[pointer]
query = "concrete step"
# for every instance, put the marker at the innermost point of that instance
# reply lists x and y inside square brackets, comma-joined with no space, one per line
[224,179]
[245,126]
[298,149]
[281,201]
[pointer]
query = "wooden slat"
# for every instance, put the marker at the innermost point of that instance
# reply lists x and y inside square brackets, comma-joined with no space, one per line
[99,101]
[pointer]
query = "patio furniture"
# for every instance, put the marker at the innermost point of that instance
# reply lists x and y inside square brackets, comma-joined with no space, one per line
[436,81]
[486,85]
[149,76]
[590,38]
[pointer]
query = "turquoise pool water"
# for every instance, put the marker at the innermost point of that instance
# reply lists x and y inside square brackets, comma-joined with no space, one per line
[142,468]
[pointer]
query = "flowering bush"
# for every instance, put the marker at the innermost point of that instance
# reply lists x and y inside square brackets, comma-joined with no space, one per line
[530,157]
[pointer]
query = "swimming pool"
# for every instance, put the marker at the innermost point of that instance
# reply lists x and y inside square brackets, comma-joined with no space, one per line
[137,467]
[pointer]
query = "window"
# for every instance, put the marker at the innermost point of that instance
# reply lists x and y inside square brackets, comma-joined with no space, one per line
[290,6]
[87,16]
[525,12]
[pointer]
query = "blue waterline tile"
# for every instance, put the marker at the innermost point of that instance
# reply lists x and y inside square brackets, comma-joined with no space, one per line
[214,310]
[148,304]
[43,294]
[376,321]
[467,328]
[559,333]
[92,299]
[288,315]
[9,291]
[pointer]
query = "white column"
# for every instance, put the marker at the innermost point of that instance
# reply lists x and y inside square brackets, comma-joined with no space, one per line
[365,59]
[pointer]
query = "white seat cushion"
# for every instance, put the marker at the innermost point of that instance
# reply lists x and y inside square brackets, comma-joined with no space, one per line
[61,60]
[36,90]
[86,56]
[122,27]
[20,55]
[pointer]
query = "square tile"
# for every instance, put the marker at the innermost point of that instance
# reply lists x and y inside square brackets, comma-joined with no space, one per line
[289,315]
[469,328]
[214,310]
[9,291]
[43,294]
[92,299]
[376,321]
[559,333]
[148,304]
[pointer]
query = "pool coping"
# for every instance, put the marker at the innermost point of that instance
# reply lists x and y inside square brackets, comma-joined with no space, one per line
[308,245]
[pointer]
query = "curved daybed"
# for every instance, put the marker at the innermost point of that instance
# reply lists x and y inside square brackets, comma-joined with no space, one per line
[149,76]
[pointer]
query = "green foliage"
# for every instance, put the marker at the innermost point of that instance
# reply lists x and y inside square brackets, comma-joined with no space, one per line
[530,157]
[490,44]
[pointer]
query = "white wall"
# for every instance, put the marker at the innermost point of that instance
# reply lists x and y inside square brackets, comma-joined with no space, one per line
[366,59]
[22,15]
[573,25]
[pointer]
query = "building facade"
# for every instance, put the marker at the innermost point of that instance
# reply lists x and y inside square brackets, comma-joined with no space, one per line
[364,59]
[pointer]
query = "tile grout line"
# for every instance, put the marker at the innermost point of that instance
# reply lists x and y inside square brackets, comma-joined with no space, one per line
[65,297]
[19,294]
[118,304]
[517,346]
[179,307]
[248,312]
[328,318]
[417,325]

---

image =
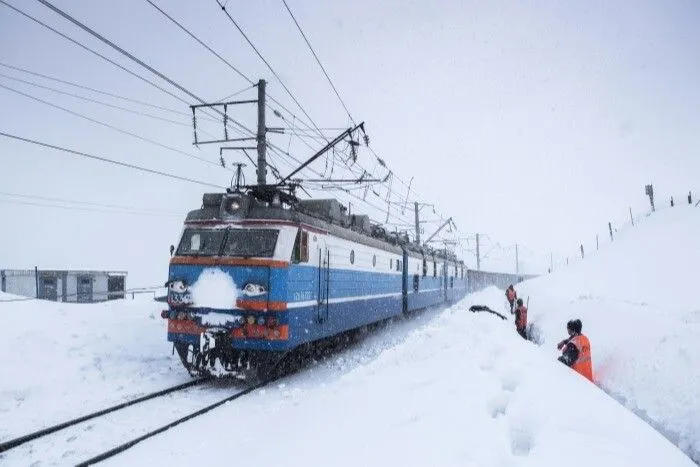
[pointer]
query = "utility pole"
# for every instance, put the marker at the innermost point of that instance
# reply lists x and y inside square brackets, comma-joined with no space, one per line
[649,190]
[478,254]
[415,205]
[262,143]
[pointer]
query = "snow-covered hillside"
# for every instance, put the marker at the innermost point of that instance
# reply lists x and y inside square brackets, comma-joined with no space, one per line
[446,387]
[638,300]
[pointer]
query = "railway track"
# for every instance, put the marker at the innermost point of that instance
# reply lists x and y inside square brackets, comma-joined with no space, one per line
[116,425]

### What the task asks
Where the string "tile" occurs in the data, return the whole line.

### Task answer
query = "blue waterline tile"
query = "square tile"
query = "tile grout line"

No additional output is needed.